:: Work to complete ::
Go through the listing and copy every line word for word.

---- Data shown

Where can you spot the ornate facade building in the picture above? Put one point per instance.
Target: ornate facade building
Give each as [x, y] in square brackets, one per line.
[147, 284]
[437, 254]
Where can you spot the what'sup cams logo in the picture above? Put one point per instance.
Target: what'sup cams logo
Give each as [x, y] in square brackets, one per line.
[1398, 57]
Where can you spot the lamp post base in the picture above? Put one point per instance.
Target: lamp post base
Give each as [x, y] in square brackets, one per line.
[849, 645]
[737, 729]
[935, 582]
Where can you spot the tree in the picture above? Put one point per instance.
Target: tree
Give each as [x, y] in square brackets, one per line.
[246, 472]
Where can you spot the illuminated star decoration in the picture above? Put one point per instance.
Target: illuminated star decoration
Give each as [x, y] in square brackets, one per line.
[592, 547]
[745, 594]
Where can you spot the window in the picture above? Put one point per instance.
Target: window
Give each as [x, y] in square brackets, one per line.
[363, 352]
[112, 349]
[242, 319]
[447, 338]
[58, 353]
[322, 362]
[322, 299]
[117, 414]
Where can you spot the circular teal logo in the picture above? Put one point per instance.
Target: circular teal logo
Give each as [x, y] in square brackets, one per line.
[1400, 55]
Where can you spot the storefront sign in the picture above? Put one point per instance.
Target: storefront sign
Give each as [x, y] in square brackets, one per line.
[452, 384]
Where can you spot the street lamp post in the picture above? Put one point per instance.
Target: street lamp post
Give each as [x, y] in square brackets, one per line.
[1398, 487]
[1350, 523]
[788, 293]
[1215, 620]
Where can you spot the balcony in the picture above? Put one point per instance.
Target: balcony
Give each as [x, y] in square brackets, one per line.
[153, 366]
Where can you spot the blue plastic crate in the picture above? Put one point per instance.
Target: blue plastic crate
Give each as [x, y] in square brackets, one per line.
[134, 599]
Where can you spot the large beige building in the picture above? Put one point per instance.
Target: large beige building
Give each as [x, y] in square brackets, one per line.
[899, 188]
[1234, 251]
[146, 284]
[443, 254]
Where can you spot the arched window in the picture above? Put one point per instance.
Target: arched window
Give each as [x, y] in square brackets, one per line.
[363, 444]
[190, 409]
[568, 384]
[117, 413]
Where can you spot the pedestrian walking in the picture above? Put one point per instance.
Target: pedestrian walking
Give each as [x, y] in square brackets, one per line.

--------

:: Output of the task ::
Where can you spot the ornate facade building in the picture above? Put one point per instance.
Target: ornate facade building
Give each as [x, y] in square brackets, one per line.
[147, 284]
[437, 254]
Where can you spot the what'sup cams logo in the picture above? Put one point per instance.
Target: what'sup cams logo
Give each as [x, y] in square brackets, one per line.
[1398, 57]
Where can you spot the lamp post base in the picture above? Put one point per instance.
Target: lamp post base
Give each as [x, y] in square brackets, one per line.
[849, 645]
[737, 729]
[935, 582]
Where can you spot the tree in the picture above? Put one point per instance.
Target: tree
Give each as [x, y] in square brackets, one per line.
[246, 472]
Where can you spot the illuminated star decoration in the picture above? Put one point per instance.
Target: illuminated star decoration
Give each as [x, y] in square brackets, one per line.
[592, 547]
[745, 594]
Where can you spot the window in the picture above? Put one point per instance.
Target: window
Give each as [x, y] in square brackets, one per line.
[363, 352]
[112, 349]
[242, 319]
[447, 338]
[58, 353]
[322, 362]
[322, 299]
[117, 414]
Where can you spot the circular teal logo in the picture above? Put one point per instance.
Target: circular teal logo
Give each as [x, y] in square brackets, one per line.
[1400, 55]
Where can you spot the storefront sign in the picture above? Put one point per instance.
Target: storefront sign
Give each as [x, y] in square brackets, one per line.
[452, 384]
Where can you spot the street lamp post in the picture above? Put one point per instance.
Target: street lamp post
Give each as [x, y] in square brackets, one per line.
[1398, 487]
[1350, 523]
[788, 293]
[1215, 620]
Where can you spot the balcony in the picture above? Put one point per instance.
Target: balcony
Give each as [x, y] in square brackets, one per line.
[153, 366]
Where can you spot the blue plastic crate in the picture above? Put one point per instance.
Target: blue plastic crate
Give each as [x, y] in square brackets, one per line.
[134, 599]
Where can you spot the large beige building in the picture above? Put one point per instance.
Target: large beige building
Give each as [x, y] in square brackets, one per line.
[899, 188]
[1234, 251]
[146, 284]
[443, 254]
Where can you spot the arched window in the picture above? Put one point per instance.
Target: arched window
Give each as [x, y] in square brackets, one per line.
[363, 444]
[190, 409]
[568, 384]
[117, 413]
Where can you spot the pedestrian walking in the picture above? Put one point per instance.
Target: pedestrian walking
Give each as [x, y] in square brackets, one per line.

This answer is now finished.